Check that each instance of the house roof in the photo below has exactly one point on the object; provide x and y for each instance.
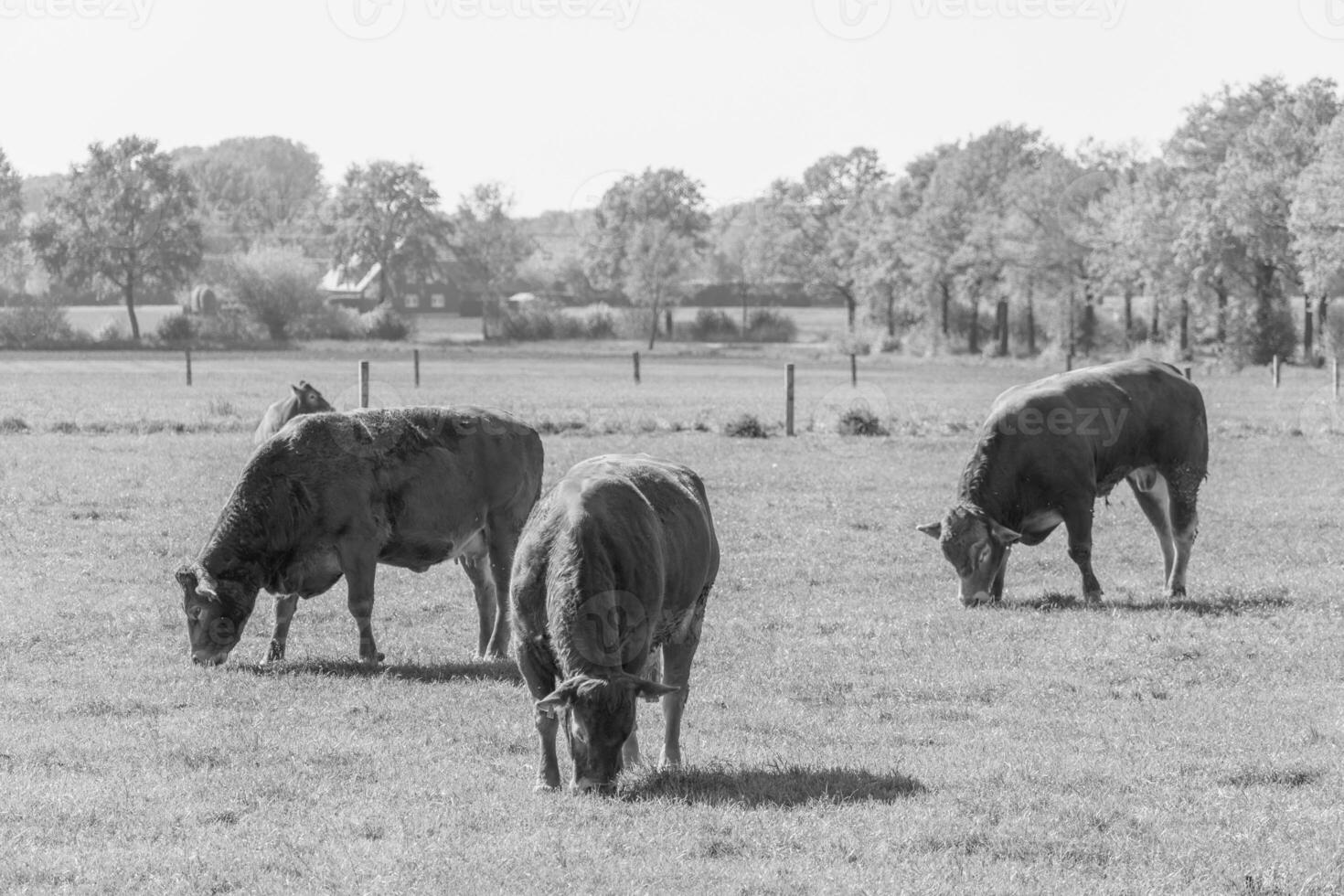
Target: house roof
(337, 280)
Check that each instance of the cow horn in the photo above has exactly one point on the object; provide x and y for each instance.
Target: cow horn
(206, 583)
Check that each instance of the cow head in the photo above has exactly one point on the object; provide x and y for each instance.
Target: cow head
(598, 716)
(977, 549)
(217, 612)
(309, 400)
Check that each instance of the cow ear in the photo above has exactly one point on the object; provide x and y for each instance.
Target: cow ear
(1003, 535)
(932, 529)
(560, 699)
(651, 690)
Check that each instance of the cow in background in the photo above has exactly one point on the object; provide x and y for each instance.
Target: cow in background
(335, 495)
(615, 561)
(1051, 448)
(304, 400)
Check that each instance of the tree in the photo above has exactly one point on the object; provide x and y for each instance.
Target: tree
(276, 285)
(1237, 156)
(823, 218)
(388, 214)
(743, 240)
(489, 243)
(965, 212)
(1316, 220)
(257, 188)
(646, 232)
(11, 222)
(126, 218)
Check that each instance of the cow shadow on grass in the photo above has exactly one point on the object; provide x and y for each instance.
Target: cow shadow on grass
(423, 672)
(1230, 602)
(773, 786)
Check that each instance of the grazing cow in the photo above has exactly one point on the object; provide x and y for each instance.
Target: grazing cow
(615, 561)
(305, 400)
(336, 495)
(1051, 448)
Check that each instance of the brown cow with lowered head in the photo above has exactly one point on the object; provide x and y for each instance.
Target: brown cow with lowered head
(335, 495)
(1051, 448)
(305, 400)
(615, 561)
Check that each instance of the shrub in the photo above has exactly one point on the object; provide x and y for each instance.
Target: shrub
(771, 325)
(276, 286)
(35, 326)
(328, 321)
(175, 329)
(860, 421)
(539, 323)
(712, 325)
(386, 324)
(746, 427)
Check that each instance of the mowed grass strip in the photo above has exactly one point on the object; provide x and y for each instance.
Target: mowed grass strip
(851, 727)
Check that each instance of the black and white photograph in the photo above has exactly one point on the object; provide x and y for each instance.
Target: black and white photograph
(577, 446)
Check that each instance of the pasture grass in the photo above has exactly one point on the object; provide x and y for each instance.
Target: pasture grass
(851, 727)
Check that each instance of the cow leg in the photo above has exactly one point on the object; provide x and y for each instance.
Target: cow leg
(997, 587)
(359, 581)
(285, 606)
(479, 571)
(540, 681)
(1184, 491)
(503, 546)
(677, 672)
(1078, 523)
(1155, 504)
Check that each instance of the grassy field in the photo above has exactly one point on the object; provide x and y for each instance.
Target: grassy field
(851, 727)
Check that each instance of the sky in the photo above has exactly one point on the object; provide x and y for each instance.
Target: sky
(558, 98)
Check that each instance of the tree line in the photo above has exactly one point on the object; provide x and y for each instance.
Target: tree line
(1003, 242)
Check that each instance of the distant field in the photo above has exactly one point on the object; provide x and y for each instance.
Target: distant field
(851, 727)
(93, 318)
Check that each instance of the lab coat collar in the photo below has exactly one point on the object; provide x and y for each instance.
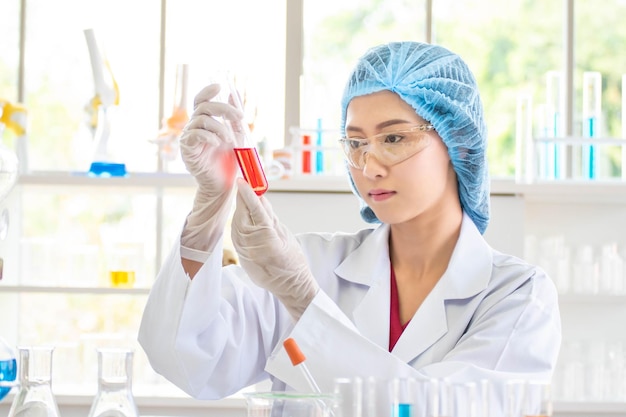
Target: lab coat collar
(468, 273)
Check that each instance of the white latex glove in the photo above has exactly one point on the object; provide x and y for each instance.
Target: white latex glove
(269, 253)
(206, 146)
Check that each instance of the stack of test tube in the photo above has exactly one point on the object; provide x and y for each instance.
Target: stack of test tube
(544, 151)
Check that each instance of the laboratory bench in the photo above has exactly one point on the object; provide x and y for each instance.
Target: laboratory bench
(564, 226)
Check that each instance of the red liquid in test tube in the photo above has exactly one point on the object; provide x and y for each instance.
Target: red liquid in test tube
(251, 169)
(247, 155)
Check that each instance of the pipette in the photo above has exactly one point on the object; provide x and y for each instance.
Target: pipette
(297, 360)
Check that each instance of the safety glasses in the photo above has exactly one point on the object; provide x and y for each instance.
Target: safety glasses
(389, 148)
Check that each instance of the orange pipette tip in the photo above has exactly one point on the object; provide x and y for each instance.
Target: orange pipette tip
(294, 352)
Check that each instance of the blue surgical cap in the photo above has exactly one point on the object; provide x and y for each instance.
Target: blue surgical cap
(443, 91)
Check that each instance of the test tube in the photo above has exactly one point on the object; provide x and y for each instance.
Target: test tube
(592, 96)
(524, 170)
(297, 360)
(555, 100)
(246, 153)
(624, 127)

+---+

• _GIVEN INSTRUCTION_:
Beginning at the line that contains "Check that each instance of the lab coat", copy each remaining line of the records exactly, through the final one. Omit the pictures.

• _RESULT OF THIS TASK_:
Check that each instance of the lab coat collar in the photo below has exactly one point on the object; provide x and y for each instance.
Target: lab coat collar
(468, 273)
Check that each instance of the white latex glove in the photo above has exactly one point on the object; provide x and y for each instance.
Target: white latex glove
(269, 253)
(206, 146)
Check that each instance of the stack of test tube in the photo above has exactly one point on the object; provide x and y for each instance.
Target: stack of test tube
(544, 151)
Check that each instance of the laboratory bench in the photo above has exactly one point on the object; provide x and y for each instance.
Target: laboratory bench
(564, 226)
Check that each instance of the red liquid in test tube in the photo above has exactly one point on the object; provide x and y for each instance.
Target: red liquid in test tube
(251, 169)
(247, 155)
Check that each instance of the pipette in the photo above has exactly one point on the object; provide x and y for each instance.
Target: pipette
(297, 360)
Check that each instance of the safety glasses in the photo above has exactly one point on the object; provide x and y for each instance.
Target: safety glasses
(389, 148)
Check that each instance of the orange pipette tip in the photo above has exactly one point on the object; provide x and y for each instance.
Target: orange pipette tip
(294, 352)
Check that each instance of the blue surgical cap in the photo above has exactly one point on the object; provide x and y for each instance.
Target: blue surgical cap
(443, 91)
Check that each instance of the test tube in the photo above has exactly one point on the object; provide x and y for each instance.
Target: test tube
(592, 96)
(524, 170)
(297, 360)
(555, 100)
(246, 153)
(624, 127)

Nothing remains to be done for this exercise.